TASK OBJECTIVE
Copy the data from the line with "Can you see the white building" to the line with "109], [355, 200]]", swapping "rocky outcrop" for "rock formation" and leaving everything else unchanged.

DATASET EXTRACT
════════════════════

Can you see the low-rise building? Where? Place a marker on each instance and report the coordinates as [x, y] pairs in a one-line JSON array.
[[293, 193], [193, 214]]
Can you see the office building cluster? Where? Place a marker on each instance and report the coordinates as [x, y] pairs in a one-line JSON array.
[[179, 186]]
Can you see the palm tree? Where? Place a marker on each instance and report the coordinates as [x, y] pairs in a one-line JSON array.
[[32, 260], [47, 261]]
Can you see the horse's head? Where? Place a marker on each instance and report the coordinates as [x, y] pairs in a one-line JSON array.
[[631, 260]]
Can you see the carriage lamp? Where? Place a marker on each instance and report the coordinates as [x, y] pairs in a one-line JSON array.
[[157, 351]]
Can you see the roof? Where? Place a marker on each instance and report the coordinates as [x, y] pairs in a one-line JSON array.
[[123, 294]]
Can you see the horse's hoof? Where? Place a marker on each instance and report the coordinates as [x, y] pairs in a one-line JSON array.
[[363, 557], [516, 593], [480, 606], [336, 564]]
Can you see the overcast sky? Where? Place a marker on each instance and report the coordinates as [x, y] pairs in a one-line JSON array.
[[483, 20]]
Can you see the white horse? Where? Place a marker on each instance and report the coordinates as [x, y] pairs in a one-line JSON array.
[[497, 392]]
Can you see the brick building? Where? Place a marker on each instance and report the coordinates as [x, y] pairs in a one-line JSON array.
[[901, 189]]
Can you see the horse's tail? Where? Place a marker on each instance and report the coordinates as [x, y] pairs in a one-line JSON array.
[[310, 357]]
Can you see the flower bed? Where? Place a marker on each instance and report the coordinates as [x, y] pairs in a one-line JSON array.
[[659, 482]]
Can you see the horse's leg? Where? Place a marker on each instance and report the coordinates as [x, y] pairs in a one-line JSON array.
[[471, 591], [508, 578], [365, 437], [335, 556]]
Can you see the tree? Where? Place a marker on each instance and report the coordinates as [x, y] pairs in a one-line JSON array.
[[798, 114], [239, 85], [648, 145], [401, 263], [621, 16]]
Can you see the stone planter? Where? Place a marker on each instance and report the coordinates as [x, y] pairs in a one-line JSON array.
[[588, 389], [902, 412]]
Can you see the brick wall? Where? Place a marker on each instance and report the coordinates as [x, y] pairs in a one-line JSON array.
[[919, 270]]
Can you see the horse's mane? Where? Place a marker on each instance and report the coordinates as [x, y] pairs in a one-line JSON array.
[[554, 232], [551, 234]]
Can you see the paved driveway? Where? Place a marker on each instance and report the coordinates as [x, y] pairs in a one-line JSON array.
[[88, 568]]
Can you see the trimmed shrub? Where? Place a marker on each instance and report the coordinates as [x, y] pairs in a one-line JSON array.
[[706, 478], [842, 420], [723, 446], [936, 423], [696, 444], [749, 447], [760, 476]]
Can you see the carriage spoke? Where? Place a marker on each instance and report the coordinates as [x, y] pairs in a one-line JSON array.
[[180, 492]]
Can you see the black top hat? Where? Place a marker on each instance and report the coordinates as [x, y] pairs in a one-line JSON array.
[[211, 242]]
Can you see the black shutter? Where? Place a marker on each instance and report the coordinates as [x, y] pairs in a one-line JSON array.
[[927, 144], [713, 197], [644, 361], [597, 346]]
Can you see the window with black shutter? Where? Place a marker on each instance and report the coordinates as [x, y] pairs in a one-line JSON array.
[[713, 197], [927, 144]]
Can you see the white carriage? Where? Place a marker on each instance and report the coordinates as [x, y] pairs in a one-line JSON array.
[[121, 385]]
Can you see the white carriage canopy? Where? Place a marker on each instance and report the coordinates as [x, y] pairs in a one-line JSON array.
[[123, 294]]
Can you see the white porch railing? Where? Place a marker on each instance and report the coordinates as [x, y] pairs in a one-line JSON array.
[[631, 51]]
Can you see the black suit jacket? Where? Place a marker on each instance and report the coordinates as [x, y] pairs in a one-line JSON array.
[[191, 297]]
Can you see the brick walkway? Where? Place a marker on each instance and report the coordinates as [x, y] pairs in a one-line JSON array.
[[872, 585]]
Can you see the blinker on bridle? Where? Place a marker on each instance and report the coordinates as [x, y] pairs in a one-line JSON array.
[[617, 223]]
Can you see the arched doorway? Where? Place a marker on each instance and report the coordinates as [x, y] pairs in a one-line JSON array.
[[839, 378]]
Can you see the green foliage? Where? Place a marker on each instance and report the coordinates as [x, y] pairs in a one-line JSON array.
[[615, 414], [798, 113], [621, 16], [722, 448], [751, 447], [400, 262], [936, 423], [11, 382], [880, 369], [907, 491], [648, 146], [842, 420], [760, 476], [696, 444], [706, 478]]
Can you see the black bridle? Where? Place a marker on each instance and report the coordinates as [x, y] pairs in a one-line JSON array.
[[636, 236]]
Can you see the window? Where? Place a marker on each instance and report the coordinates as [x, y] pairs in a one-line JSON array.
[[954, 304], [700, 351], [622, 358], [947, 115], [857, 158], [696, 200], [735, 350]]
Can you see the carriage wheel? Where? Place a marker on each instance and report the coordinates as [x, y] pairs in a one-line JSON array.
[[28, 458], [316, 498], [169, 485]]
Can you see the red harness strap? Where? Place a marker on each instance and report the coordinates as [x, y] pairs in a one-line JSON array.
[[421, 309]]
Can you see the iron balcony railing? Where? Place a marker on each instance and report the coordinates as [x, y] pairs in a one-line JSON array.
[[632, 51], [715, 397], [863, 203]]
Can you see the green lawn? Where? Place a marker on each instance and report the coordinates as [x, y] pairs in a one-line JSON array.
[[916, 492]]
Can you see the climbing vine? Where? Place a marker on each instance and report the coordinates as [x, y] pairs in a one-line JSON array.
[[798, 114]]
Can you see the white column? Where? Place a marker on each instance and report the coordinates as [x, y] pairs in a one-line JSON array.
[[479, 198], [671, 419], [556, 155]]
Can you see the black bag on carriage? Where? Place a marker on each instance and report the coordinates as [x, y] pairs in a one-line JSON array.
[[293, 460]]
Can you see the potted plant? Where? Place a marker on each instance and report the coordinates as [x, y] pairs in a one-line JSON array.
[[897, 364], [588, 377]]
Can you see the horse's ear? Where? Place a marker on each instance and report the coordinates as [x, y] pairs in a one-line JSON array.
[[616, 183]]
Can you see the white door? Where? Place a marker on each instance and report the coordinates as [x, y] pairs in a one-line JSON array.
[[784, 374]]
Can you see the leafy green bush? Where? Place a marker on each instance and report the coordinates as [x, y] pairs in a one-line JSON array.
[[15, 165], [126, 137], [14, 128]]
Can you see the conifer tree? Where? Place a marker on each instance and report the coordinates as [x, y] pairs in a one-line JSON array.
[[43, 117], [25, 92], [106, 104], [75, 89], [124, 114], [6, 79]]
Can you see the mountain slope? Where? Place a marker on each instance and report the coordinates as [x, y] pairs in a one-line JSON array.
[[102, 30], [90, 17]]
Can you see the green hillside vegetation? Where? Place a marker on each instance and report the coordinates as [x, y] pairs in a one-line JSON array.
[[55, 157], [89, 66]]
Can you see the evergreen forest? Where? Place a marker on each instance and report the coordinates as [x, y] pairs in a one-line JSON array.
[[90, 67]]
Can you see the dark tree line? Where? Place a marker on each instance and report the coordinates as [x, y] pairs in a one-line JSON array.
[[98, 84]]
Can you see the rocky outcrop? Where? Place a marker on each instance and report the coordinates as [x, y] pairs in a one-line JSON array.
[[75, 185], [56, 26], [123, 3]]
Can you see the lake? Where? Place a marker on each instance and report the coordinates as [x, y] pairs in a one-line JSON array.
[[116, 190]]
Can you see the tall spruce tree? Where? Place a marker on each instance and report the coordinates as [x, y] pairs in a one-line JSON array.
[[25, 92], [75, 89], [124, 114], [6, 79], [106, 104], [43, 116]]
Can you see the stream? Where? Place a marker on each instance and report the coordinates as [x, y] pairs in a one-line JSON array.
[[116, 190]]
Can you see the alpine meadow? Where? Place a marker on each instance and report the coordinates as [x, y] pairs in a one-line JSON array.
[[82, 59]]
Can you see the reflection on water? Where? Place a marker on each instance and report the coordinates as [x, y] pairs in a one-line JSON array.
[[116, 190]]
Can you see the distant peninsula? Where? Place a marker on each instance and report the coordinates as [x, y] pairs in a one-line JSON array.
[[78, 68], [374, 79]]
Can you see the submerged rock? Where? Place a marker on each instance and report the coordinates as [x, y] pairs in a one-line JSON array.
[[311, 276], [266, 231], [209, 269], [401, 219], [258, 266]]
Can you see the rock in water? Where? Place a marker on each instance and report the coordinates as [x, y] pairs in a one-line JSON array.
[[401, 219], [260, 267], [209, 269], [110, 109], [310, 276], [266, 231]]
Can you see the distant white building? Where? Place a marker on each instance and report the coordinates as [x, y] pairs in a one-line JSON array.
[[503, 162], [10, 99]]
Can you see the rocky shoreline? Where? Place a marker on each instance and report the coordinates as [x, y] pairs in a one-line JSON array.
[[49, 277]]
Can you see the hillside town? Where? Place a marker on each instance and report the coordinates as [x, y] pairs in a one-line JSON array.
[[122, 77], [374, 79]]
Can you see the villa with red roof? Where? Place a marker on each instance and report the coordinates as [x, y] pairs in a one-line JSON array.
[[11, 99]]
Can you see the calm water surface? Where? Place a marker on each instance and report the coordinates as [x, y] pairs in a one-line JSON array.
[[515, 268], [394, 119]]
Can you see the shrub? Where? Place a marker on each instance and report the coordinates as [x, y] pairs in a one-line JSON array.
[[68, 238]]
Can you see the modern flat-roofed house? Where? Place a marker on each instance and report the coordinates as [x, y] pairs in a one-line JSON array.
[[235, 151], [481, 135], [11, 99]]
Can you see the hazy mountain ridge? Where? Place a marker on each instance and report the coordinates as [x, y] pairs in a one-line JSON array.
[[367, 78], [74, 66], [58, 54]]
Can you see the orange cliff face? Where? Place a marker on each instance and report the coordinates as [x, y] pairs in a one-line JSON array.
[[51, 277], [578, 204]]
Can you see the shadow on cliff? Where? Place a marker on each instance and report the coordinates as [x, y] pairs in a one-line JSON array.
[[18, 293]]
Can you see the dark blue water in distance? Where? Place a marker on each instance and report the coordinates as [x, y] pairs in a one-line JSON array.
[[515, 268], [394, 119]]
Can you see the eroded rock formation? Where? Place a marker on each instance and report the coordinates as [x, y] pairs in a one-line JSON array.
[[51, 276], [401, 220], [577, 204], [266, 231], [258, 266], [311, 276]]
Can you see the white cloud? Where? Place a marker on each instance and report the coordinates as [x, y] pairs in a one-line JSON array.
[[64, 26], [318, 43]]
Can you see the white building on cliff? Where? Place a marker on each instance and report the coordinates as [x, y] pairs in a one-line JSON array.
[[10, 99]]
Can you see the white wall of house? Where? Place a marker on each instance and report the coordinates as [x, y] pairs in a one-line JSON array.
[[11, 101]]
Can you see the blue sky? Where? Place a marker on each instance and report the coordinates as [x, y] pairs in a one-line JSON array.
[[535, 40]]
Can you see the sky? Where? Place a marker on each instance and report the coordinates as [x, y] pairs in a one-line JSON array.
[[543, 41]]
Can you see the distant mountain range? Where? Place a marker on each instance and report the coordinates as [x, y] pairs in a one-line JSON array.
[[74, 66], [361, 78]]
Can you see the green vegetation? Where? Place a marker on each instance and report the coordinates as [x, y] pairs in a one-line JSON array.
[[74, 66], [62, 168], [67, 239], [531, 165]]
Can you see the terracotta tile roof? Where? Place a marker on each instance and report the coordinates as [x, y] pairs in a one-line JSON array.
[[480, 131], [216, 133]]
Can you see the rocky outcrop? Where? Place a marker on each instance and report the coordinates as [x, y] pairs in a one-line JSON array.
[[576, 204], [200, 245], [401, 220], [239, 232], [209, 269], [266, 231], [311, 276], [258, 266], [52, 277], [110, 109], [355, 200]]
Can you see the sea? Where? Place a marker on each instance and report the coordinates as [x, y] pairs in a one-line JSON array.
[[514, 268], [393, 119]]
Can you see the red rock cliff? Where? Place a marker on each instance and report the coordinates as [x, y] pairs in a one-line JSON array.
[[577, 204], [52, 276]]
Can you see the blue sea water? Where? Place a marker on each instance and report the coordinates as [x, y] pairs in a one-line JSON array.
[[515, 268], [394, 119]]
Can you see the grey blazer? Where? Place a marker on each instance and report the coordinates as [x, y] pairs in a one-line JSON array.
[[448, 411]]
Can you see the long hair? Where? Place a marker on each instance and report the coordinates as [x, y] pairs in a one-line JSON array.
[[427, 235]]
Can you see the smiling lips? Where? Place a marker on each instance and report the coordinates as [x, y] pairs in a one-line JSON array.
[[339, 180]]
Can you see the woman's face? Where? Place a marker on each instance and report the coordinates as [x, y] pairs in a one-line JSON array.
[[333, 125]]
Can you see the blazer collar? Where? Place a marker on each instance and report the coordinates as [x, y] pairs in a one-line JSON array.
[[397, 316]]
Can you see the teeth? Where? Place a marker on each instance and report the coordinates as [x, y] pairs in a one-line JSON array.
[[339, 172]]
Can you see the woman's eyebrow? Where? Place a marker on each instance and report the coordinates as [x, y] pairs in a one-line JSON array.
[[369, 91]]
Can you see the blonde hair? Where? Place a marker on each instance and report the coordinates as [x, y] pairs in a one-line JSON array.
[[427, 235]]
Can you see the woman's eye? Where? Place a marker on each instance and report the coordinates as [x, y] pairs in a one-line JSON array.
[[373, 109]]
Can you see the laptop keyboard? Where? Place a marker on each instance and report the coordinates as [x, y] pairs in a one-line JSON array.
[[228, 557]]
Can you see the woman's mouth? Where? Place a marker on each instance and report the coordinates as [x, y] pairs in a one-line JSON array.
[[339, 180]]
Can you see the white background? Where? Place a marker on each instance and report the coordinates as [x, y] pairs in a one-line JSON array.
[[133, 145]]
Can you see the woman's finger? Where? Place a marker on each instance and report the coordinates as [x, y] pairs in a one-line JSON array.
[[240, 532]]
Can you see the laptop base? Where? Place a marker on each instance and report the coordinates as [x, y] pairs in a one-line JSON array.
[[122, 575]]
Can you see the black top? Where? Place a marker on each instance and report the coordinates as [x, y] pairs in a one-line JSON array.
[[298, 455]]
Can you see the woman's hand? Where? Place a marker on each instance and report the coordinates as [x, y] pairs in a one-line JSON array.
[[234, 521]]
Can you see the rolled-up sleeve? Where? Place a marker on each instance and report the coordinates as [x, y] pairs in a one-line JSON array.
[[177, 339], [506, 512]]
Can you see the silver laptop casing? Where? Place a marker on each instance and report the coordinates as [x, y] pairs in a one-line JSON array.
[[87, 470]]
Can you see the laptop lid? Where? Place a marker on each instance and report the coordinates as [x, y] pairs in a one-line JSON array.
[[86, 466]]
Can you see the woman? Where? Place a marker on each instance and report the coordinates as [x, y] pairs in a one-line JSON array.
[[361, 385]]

════════════════════

TASK SOLUTION
Can you see the white building on cliff? Where? Place a marker on each instance and report the coordinates as [x, y] pairs in a one-line JSON array.
[[10, 99]]
Can you see the white wall of house? Where? Place a marker on each instance and report the coordinates as [x, y] pairs in a one-line JSON array.
[[11, 101]]
Can you see the blue sky? Where? Place a marker on each instance and report the coordinates as [x, y] pairs in a one-line JSON array.
[[535, 40]]
Can you see the sky? Where? Place a marker on each instance and report the coordinates as [x, y] pairs in a one-line JSON array.
[[543, 41]]
Can you see the distant mountain range? Where? Place a marker on each instance and report the coordinates as [x, y] pairs in a one-line JSON array.
[[74, 66], [361, 78]]
Can you see the green vegetation? Where? Place a marker on each instance and report the coordinates as [x, y] pairs in a one-line JSON array.
[[74, 66], [62, 168], [67, 239], [531, 165]]
Can you see the terracotta tile roof? Where? Place a marker on each instance and report the coordinates as [x, y] pairs in a one-line JSON array.
[[480, 131], [216, 133]]
Can you see the rock formation? Where? Place a marker on each instance and report the coordinates as [x, y] pairs in a one-line JSON array.
[[576, 204], [200, 245], [401, 220], [239, 232], [209, 269], [266, 231], [311, 276], [258, 266], [52, 277], [110, 109], [355, 200]]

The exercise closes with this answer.